▶ [Dataset entries]

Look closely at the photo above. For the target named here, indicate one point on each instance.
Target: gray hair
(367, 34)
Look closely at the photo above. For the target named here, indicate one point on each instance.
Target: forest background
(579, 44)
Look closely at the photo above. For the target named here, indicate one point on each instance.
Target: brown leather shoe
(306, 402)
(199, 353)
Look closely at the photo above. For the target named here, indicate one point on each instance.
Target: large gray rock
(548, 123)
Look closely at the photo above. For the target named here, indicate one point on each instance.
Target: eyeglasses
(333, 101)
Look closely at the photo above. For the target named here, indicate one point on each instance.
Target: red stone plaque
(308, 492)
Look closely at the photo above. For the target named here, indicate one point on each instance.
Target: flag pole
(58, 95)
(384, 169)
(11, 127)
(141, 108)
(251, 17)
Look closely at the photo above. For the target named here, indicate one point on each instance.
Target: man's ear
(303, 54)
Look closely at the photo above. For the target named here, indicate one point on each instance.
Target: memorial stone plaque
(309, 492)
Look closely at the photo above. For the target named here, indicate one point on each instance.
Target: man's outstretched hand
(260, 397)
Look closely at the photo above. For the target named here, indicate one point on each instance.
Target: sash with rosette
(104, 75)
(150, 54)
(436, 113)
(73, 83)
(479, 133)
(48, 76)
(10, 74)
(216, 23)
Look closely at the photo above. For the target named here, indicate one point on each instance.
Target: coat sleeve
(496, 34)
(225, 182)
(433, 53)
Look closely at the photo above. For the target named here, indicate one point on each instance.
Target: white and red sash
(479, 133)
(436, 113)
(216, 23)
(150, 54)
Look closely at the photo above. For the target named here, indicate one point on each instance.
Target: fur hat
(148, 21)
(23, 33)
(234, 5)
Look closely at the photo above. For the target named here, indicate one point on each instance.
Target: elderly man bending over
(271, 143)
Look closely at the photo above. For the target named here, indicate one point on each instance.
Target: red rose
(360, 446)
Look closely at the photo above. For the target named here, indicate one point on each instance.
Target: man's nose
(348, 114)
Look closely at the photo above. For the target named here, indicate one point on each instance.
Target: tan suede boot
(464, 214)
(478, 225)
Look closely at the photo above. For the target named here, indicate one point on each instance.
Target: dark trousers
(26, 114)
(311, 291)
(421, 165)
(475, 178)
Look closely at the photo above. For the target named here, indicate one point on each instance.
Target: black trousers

▶ [Action item] Reproduce each line of the material above precisely.

▶ [Solution for this task]
Look closely at the photo above. For the target named here, indicate one point on each instance.
Target: gray hair
(367, 34)
Look closely at the photo above. For the target named here, indicate one point on each instance.
Target: forest background
(579, 44)
Look closely at the photo above. For the target named here, indicate one point on each instance.
Target: brown leather shoe
(306, 402)
(199, 353)
Look closely at the photo above. For the target named here, indicate one point on each instance.
Target: large gray rock
(548, 123)
Look closely at the photo above. For the target named here, indicate one point on each instance.
Target: eyeglasses
(333, 101)
Look closely at the photo above. For the target named here, indicate one point on each instance.
Target: red stone plaque
(308, 492)
Look closely at the photo above. For the target named here, indicate one point on each instance.
Target: flag pole
(58, 95)
(384, 169)
(11, 127)
(141, 108)
(251, 17)
Look closely at the photo above. For the target named here, indicate one point on each instance.
Target: man's ear
(303, 54)
Look closely at the photo above. For the target named here, indicate one point on each instance.
Target: memorial stone plaque
(309, 492)
Look closely at the photo above. For the target named here, indicate one point on each instance.
Target: man's outstretched hand
(260, 397)
Look closely at the photo above. For the target named here, indicate one point on each instance.
Target: sash with rosette
(104, 75)
(150, 54)
(436, 113)
(73, 83)
(479, 133)
(48, 76)
(10, 74)
(216, 23)
Look closely at the photo above. For the target named here, indicate one point on each instance.
Target: coat sleeve
(496, 34)
(225, 182)
(433, 53)
Look closely at the photo above. For the target named here, indicate one point on each instance.
Target: white and red sash
(479, 133)
(436, 113)
(216, 23)
(150, 54)
Look closely at the photo above. For the target named here, indicate one point on each instance.
Target: fur hat
(148, 21)
(23, 33)
(234, 5)
Look closely at the photo above. For the target named here, indicate one point on each instance.
Target: elderly man bending over
(271, 143)
Look closely at the photo above. For the target named here, indicate one point on each instance.
Target: red rose
(360, 446)
Look closely at the photo above. For the target named here, indicate one point on each instance.
Target: man's nose
(348, 114)
Look closely at the photo above. For the target named here, indicate one point on each instance.
Target: tan suede boot
(464, 214)
(478, 225)
Look closely at the photo above. For the target named here, indicate one point on each instance.
Target: dark trousers
(26, 114)
(311, 291)
(421, 165)
(475, 178)
Look closely at the photo above. For the target named here, indicate one point on each instance.
Target: black trousers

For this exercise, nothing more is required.